Copy out each line in the listing below where the word "leaf" appears.
○ ○ ○
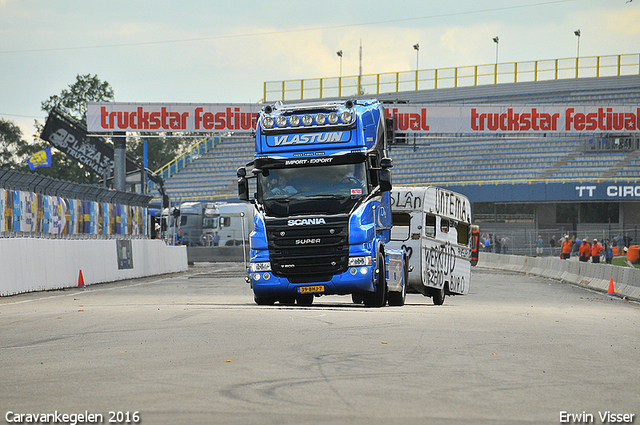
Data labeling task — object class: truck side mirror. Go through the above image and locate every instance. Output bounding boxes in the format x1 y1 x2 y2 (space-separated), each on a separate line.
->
381 157 393 169
237 167 249 201
380 168 392 192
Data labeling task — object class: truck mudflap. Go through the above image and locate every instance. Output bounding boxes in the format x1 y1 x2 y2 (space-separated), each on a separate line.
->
385 248 405 293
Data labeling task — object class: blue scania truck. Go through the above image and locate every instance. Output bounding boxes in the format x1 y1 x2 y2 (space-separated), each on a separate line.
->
237 99 407 307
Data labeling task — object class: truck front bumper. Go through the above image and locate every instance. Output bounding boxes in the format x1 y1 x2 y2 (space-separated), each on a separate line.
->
249 264 376 299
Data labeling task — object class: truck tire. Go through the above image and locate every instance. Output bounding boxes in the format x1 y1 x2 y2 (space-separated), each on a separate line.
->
296 294 314 306
254 296 275 306
387 261 408 306
351 293 364 304
431 286 446 306
364 253 387 308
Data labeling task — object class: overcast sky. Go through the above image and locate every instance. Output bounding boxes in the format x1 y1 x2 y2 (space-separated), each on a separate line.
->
1 0 638 142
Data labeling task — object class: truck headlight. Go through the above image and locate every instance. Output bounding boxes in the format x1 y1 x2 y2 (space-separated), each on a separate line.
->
348 256 372 266
289 115 300 127
328 112 339 124
315 113 326 125
251 262 272 272
340 111 353 124
263 116 274 129
276 116 287 128
302 114 313 126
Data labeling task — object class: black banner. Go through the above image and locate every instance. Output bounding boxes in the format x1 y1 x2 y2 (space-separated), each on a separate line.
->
40 108 139 176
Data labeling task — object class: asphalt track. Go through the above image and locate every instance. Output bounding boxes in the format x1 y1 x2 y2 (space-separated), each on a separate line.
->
1 263 638 425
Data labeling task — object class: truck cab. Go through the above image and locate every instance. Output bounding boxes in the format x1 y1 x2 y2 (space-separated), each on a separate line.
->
237 99 406 307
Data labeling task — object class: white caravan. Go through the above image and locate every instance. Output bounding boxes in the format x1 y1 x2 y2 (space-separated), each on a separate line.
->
388 186 472 305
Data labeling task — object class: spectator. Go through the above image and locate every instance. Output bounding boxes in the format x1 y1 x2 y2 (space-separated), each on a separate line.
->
561 234 572 260
174 228 184 246
616 233 625 255
483 233 491 252
494 234 502 254
591 239 603 263
549 235 557 257
579 239 591 262
604 240 614 264
502 234 511 254
536 235 544 256
624 232 633 250
213 231 220 246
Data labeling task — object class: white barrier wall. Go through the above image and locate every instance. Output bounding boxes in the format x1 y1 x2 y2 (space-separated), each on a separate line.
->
0 238 187 296
477 253 640 300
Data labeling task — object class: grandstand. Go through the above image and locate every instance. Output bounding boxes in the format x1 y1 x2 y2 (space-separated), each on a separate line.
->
153 72 640 255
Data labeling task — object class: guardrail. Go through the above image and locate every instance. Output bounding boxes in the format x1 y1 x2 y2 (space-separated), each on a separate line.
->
478 252 640 301
264 53 640 102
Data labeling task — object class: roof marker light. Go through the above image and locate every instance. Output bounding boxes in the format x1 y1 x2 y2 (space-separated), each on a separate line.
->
315 113 326 125
328 112 339 124
289 115 300 127
340 111 352 124
276 116 287 128
302 114 313 126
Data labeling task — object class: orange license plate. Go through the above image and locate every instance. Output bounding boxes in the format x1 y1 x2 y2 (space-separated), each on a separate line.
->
299 285 325 294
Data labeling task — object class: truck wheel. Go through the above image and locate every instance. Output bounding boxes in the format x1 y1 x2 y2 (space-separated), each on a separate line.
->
351 293 364 304
254 296 275 306
364 253 387 308
432 286 445 306
388 262 408 306
296 294 314 306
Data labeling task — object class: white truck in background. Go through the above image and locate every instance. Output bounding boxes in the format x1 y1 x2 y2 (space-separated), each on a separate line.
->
388 186 473 305
170 201 254 247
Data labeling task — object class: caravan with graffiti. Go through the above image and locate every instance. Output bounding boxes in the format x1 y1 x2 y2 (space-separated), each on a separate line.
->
388 186 473 305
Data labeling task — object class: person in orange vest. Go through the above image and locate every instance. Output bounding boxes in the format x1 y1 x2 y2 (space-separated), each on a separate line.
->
561 234 572 260
591 238 603 263
579 239 591 262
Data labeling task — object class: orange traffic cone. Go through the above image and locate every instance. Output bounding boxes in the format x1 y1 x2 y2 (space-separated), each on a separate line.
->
78 270 85 288
607 277 615 296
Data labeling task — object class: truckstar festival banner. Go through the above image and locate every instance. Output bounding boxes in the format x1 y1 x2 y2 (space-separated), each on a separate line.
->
87 103 260 133
384 105 640 134
87 103 640 134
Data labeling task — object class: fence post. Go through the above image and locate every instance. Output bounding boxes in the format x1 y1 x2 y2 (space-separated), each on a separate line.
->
474 65 478 86
494 63 498 85
575 57 579 79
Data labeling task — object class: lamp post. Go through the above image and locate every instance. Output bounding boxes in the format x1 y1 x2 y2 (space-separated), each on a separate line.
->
574 30 581 78
493 36 499 84
336 50 343 96
493 36 499 64
413 43 419 90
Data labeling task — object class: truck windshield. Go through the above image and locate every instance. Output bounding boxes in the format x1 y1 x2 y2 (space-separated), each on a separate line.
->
257 163 368 216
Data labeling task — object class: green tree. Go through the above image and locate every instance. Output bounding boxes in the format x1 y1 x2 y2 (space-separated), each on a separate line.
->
25 74 116 183
0 118 28 168
40 73 114 122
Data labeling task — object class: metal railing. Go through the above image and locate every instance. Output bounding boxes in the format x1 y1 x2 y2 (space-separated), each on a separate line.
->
150 135 222 191
263 53 640 102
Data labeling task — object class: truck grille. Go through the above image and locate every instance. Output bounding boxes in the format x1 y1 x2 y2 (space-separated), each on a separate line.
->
265 215 349 283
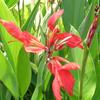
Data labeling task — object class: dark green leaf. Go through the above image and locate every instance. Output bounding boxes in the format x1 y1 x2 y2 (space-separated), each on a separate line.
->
0 83 12 100
61 0 85 31
4 0 19 8
78 4 94 39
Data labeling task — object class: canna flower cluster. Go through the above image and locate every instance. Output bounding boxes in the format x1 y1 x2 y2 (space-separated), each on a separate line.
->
0 9 83 100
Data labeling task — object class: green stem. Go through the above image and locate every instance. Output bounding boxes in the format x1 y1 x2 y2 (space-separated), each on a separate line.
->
22 0 24 22
19 97 23 100
18 1 22 27
79 42 89 100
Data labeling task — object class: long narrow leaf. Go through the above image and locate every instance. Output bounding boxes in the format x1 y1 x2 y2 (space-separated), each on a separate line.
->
22 0 40 31
0 50 19 99
17 48 31 97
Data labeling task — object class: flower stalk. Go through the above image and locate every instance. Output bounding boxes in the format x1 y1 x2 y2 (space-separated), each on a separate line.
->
79 42 89 100
79 6 99 100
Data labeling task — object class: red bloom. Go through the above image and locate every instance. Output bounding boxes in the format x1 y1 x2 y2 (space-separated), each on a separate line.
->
0 19 47 53
0 9 81 100
47 57 79 100
47 10 83 49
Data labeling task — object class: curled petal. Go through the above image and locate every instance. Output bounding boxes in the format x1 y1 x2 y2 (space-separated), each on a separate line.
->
63 63 80 70
58 69 75 96
52 76 62 100
48 9 64 31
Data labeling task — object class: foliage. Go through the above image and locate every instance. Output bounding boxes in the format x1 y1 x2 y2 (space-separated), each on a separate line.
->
0 0 99 100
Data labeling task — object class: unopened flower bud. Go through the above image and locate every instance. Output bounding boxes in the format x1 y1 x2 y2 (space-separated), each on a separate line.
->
86 6 99 47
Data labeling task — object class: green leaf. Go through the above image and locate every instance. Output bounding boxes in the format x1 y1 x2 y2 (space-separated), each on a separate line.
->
30 62 38 73
92 55 100 100
31 86 43 100
0 84 12 100
0 50 19 99
69 26 96 100
43 67 51 91
37 54 46 87
17 48 31 97
61 0 85 31
90 33 98 59
78 0 98 39
4 0 19 8
92 22 100 100
78 4 94 39
22 0 40 31
31 54 46 100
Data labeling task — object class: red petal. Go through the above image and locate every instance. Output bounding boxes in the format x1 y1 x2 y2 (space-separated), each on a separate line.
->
52 76 62 100
66 34 83 48
49 29 57 47
56 33 71 39
55 44 65 50
78 43 83 49
47 59 62 75
63 63 80 70
48 9 64 31
56 33 83 48
0 19 21 38
0 19 47 50
53 56 69 63
24 46 44 53
47 61 54 74
22 31 46 48
49 28 59 47
58 69 75 96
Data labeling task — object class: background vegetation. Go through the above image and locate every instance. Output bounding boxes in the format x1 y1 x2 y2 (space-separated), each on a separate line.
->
0 0 100 100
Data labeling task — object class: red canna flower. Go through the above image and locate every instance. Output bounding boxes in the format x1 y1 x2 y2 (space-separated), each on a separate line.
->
47 10 83 49
47 57 79 100
0 9 82 100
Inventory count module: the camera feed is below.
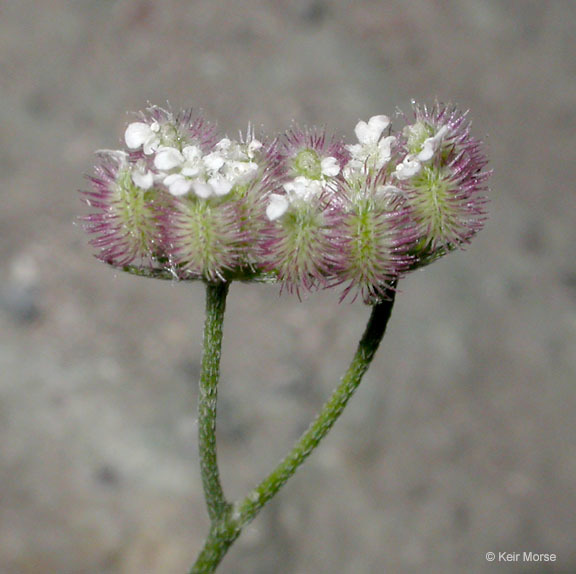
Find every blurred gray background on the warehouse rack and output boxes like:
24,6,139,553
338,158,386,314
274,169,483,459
1,1,575,573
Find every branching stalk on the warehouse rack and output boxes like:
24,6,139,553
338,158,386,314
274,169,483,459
191,286,396,573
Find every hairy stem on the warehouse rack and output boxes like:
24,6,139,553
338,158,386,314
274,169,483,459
191,289,396,573
198,281,231,522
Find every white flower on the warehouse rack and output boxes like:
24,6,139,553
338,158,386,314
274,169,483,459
163,173,193,196
354,115,390,144
320,156,340,177
203,151,226,172
215,138,232,151
215,137,260,161
191,182,214,199
154,146,206,196
152,136,262,199
180,146,204,177
394,155,422,180
223,160,259,184
125,121,161,154
266,194,289,221
130,161,154,190
205,137,262,190
284,177,323,202
154,146,184,171
266,174,327,221
347,115,396,174
390,124,450,182
269,149,338,220
207,175,233,197
416,125,450,162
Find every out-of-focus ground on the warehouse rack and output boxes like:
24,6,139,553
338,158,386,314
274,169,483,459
1,1,575,573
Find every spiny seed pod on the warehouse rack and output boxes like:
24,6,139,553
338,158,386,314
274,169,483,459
332,171,418,303
263,194,341,294
261,127,348,294
82,151,167,267
163,129,274,281
163,196,245,281
393,103,490,263
222,132,281,273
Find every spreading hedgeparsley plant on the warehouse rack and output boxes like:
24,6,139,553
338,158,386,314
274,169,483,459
82,102,489,573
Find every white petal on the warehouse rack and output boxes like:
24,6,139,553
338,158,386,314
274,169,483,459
417,125,450,162
232,160,258,177
237,161,259,182
125,123,153,149
434,125,450,140
209,177,233,196
343,159,364,178
394,157,422,180
167,175,192,197
321,156,340,177
305,180,323,198
378,135,396,155
182,145,202,161
354,120,372,144
154,147,184,171
143,137,160,155
203,152,225,172
368,115,390,132
266,194,289,221
285,176,313,199
355,115,390,144
375,135,396,168
181,165,202,177
192,182,214,199
131,169,154,190
417,140,436,162
163,173,182,185
366,116,391,144
287,178,320,200
283,181,297,194
346,143,364,159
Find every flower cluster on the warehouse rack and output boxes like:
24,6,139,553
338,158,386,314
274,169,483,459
82,103,489,301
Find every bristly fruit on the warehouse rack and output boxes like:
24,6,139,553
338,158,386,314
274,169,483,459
82,102,490,300
393,103,490,265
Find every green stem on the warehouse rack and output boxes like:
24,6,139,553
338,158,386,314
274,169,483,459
189,520,241,574
198,281,231,522
190,289,396,573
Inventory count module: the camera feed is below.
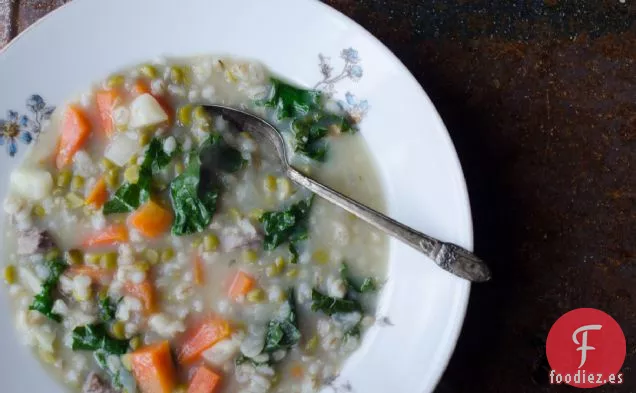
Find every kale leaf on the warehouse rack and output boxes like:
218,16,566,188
104,137,176,215
291,114,353,162
264,78,321,120
98,296,118,322
311,289,362,316
103,183,148,215
289,243,299,265
170,152,219,236
258,78,357,161
260,196,313,251
169,134,246,236
264,289,301,353
95,349,137,392
344,322,362,341
71,324,129,355
340,262,377,294
29,257,68,322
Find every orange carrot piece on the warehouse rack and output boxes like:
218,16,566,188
290,363,304,379
66,265,113,282
154,95,174,125
95,90,120,137
188,366,221,393
129,200,173,238
132,80,151,96
55,105,92,169
228,271,255,299
177,318,231,364
83,224,128,247
130,341,177,393
125,279,157,314
83,224,129,247
85,177,108,208
193,255,205,286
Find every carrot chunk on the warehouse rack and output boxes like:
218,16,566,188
85,177,108,208
132,80,151,96
55,105,92,168
66,265,113,282
83,224,129,247
188,365,221,393
129,200,173,238
130,341,177,393
125,279,157,314
177,318,231,364
228,271,255,299
193,255,205,286
95,90,120,136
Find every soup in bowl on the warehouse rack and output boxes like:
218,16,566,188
2,56,388,393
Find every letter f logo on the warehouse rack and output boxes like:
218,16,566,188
572,324,602,368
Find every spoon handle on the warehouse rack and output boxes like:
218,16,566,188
286,167,491,282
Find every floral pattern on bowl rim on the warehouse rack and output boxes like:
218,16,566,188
0,95,54,157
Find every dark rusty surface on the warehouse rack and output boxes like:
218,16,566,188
3,1,636,392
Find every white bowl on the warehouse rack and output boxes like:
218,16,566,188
0,0,472,392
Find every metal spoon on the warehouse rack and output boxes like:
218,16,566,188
204,105,491,283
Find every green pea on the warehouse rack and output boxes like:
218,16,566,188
71,175,85,191
65,249,83,265
145,249,160,265
203,234,219,252
177,104,193,127
3,265,16,285
107,75,125,88
139,64,158,79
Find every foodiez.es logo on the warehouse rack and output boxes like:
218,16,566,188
546,308,626,388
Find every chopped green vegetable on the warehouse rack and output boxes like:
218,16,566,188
340,262,377,293
71,324,129,355
263,78,321,120
258,78,356,160
344,322,362,341
311,289,362,316
98,296,117,323
289,243,299,264
95,349,137,392
260,196,313,251
104,138,177,215
264,289,301,353
29,257,68,322
103,182,149,214
170,152,219,236
144,137,177,174
199,133,246,173
170,134,245,236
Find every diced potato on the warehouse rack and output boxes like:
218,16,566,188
18,266,42,294
9,168,54,201
104,133,140,167
128,93,169,129
33,328,56,353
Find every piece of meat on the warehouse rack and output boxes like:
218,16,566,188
82,372,117,393
220,218,263,251
17,228,55,255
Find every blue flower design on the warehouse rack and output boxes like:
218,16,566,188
339,92,369,124
341,48,360,64
347,65,363,80
314,49,370,124
0,95,54,157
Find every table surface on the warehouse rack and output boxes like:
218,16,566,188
1,1,634,392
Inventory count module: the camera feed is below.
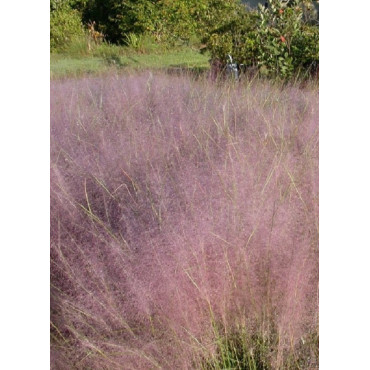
○ ○ ○
* **OUTPUT BELOW**:
Data labeling task — object class: dark green leaf. Go through the above image and locate every instance. Output bounding boxes in the format x1 y1 x2 y2 (space-separated), each on a separate line.
Data labeling task — object class: long narrow leaf. Go through the above image and locate every instance. Output bounding boxes in the format x1 y1 x2 y2 (space-separated), each on a separate line.
Data labeling task — object class: green leaf. Go through the above image and locate every instance. Output bounding boxes in the format x1 y1 x2 y2 (space-separated), each on a separate line.
Find every kale leaf on the warehouse rack and output boxes like:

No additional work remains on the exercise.